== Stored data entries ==

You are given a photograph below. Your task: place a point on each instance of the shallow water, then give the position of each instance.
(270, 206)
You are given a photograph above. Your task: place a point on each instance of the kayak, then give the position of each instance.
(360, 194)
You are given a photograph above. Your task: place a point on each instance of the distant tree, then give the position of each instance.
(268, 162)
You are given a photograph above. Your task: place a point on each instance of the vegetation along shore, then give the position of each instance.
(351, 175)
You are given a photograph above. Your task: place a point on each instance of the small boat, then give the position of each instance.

== Exercise ==
Each line of the data above is to be duplicated exactly.

== Exercise result ==
You are given a photograph below. Your task: place a point on each instance of the shallow water, then give the position of each instance.
(270, 206)
You are given a photograph above. Your task: place a point on each instance of the kayak, then give the position of each instance.
(360, 194)
You are given a photograph above. Your task: place a point on each instance of the distant tree, then give the position of each instance.
(268, 162)
You are given a photograph above. Your task: place a point on each instance of the vegetation along shore, then give the position of each instance.
(351, 175)
You are given a photograph above. Your task: place a point on each instance of the small boat, then give the position of each instance.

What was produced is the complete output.